(Your instructions): Rewrite the lines from the one containing "If any horizon" through the one containing "left=5, top=143, right=217, bottom=158", changing "dune grass" to "beach grass" and keeping everything else the same.

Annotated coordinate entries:

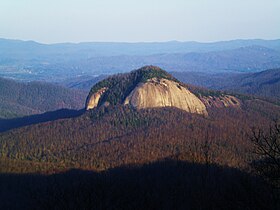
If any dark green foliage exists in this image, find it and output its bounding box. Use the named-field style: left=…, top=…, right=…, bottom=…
left=0, top=160, right=279, bottom=210
left=0, top=101, right=280, bottom=172
left=172, top=68, right=280, bottom=102
left=0, top=78, right=86, bottom=118
left=88, top=66, right=179, bottom=105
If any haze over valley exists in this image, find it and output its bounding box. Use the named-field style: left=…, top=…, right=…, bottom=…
left=0, top=0, right=280, bottom=210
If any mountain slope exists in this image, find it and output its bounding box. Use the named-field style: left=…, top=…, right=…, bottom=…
left=86, top=66, right=210, bottom=115
left=172, top=69, right=280, bottom=100
left=0, top=40, right=280, bottom=82
left=0, top=66, right=280, bottom=173
left=0, top=78, right=86, bottom=118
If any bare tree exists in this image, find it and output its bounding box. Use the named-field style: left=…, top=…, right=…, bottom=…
left=250, top=120, right=280, bottom=189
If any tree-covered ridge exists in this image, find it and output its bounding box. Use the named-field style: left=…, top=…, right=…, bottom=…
left=0, top=77, right=87, bottom=119
left=87, top=66, right=179, bottom=105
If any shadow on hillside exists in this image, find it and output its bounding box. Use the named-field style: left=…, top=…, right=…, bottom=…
left=0, top=160, right=277, bottom=210
left=0, top=109, right=85, bottom=132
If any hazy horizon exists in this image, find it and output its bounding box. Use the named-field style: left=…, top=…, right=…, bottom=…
left=0, top=0, right=280, bottom=44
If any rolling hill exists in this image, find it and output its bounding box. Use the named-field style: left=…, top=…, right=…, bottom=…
left=0, top=66, right=280, bottom=172
left=0, top=66, right=280, bottom=210
left=0, top=78, right=86, bottom=118
left=172, top=69, right=280, bottom=101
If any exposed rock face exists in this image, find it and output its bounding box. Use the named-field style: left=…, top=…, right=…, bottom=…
left=124, top=78, right=207, bottom=115
left=86, top=87, right=108, bottom=110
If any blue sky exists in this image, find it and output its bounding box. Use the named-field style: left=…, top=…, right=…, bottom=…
left=0, top=0, right=280, bottom=43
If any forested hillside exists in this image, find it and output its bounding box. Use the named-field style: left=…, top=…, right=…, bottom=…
left=0, top=78, right=87, bottom=118
left=172, top=69, right=280, bottom=101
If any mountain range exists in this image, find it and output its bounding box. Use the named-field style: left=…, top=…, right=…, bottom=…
left=0, top=78, right=87, bottom=118
left=0, top=39, right=280, bottom=82
left=0, top=65, right=280, bottom=209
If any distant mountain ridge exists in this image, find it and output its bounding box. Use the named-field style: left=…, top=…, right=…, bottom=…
left=0, top=78, right=86, bottom=118
left=172, top=68, right=280, bottom=101
left=0, top=39, right=280, bottom=82
left=86, top=66, right=240, bottom=115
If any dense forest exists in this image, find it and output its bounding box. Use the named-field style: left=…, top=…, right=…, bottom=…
left=0, top=99, right=280, bottom=173
left=172, top=69, right=280, bottom=102
left=0, top=66, right=280, bottom=209
left=0, top=78, right=87, bottom=118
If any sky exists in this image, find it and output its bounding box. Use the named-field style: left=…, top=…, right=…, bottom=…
left=0, top=0, right=280, bottom=43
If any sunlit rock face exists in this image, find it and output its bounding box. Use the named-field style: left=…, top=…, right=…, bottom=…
left=124, top=78, right=207, bottom=115
left=86, top=87, right=108, bottom=110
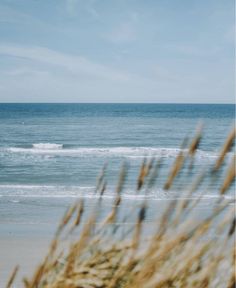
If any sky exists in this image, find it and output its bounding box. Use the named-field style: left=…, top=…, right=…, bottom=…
left=0, top=0, right=235, bottom=103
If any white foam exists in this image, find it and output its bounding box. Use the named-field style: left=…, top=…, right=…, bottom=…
left=3, top=143, right=217, bottom=159
left=0, top=184, right=235, bottom=203
left=32, top=143, right=63, bottom=150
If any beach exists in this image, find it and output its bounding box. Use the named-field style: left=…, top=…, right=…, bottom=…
left=0, top=104, right=234, bottom=287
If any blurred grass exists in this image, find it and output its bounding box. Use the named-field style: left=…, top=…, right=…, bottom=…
left=6, top=127, right=236, bottom=288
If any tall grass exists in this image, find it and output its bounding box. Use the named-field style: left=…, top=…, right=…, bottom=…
left=6, top=129, right=236, bottom=288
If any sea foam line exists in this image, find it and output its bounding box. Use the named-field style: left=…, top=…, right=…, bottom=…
left=2, top=143, right=217, bottom=158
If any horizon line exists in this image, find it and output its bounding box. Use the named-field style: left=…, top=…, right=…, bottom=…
left=0, top=102, right=236, bottom=105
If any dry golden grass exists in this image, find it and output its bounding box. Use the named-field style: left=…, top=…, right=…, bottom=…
left=6, top=129, right=236, bottom=288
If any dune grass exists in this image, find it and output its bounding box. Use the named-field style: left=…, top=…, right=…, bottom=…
left=6, top=129, right=236, bottom=288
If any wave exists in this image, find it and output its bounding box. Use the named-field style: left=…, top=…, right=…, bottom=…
left=0, top=184, right=235, bottom=203
left=2, top=143, right=217, bottom=158
left=32, top=143, right=63, bottom=150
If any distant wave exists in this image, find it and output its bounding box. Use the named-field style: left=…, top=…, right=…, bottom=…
left=2, top=143, right=217, bottom=158
left=32, top=143, right=63, bottom=150
left=0, top=184, right=235, bottom=203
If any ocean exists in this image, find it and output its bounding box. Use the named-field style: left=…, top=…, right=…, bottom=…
left=0, top=104, right=235, bottom=235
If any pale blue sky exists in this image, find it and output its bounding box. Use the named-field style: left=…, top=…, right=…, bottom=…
left=0, top=0, right=235, bottom=103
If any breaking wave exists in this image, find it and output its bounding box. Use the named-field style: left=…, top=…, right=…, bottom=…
left=5, top=143, right=217, bottom=158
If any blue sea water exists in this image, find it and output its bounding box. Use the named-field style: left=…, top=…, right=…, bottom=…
left=0, top=104, right=235, bottom=233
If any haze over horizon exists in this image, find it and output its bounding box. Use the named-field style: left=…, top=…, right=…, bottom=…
left=0, top=0, right=235, bottom=103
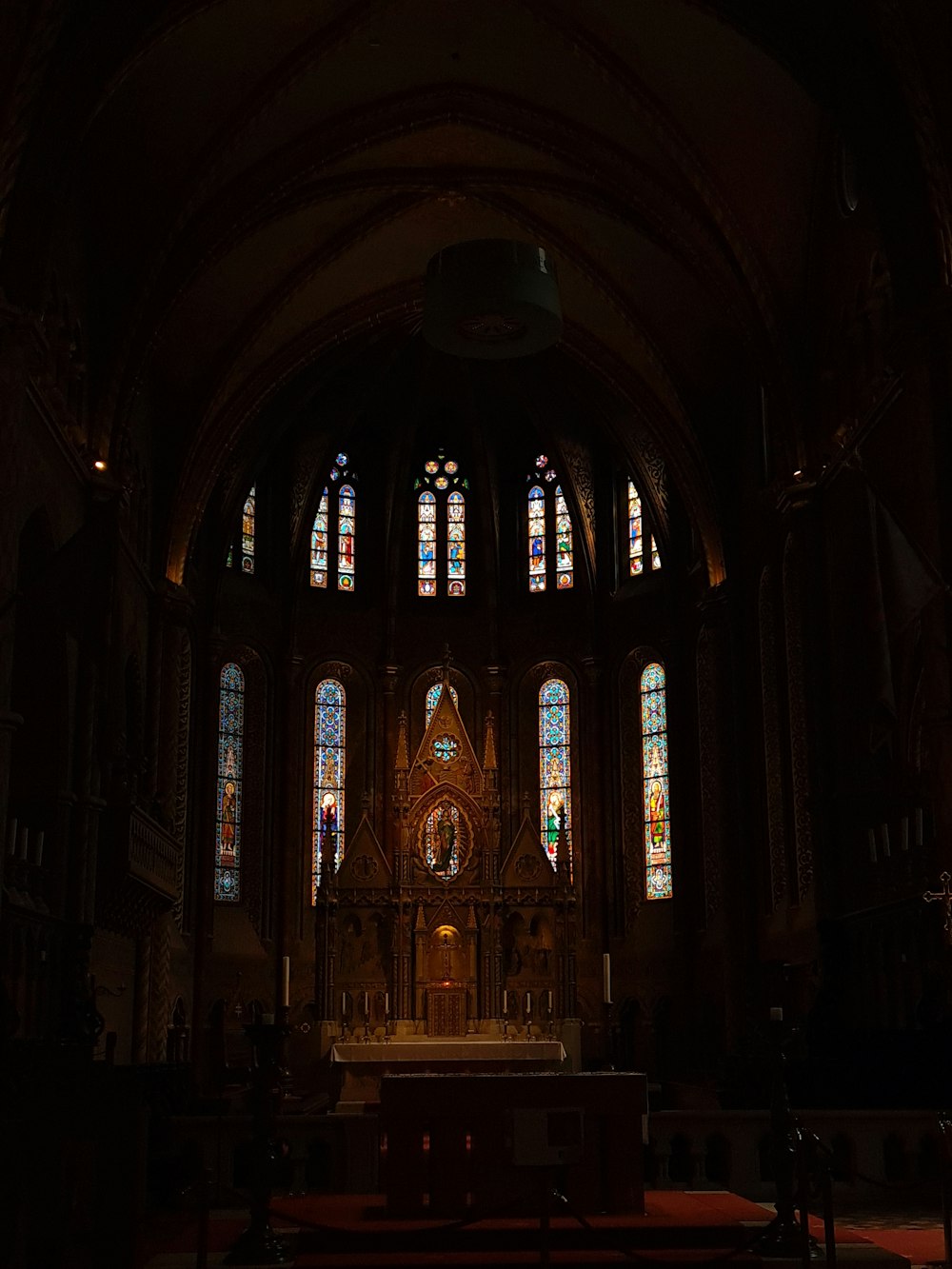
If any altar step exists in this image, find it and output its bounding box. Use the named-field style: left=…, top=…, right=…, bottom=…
left=142, top=1190, right=910, bottom=1269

(Correct answer):
If any horizon line exists in this image, find it and output its bounding box. Use the named-field style: left=…, top=…, right=…, bottom=…
left=0, top=102, right=236, bottom=105
If any dry golden grass exists in this image, find it and output its bounding box. Use the named-field style: left=…, top=…, right=…, bottom=…
left=6, top=129, right=236, bottom=288
If any beach grass exists in this image, find it and output its bounding box. Use the named-field style: left=…, top=…, right=…, bottom=…
left=6, top=129, right=236, bottom=288
If any wave exists in this image, find it and output its bounding box. Use the named-field style: left=…, top=…, right=…, bottom=…
left=0, top=184, right=235, bottom=203
left=2, top=143, right=217, bottom=158
left=32, top=143, right=63, bottom=150
If any distant wave exists in this image, find it and output its bounding box. Use the named-field style: left=…, top=…, right=…, bottom=…
left=2, top=143, right=217, bottom=158
left=32, top=143, right=63, bottom=150
left=0, top=184, right=235, bottom=203
If any ocean exists in this image, find it and output its bounding box. Use the named-field style: left=…, top=…, right=…, bottom=…
left=0, top=104, right=235, bottom=235
If any pale blue sky exists in this image, find it and output its bounding box. Use the named-field style: left=…, top=…, right=…, bottom=…
left=0, top=0, right=235, bottom=103
If any breaking wave exists in this image, find it and output its bounding box. Use the named-field style: left=…, top=…, right=…, bottom=…
left=5, top=143, right=217, bottom=158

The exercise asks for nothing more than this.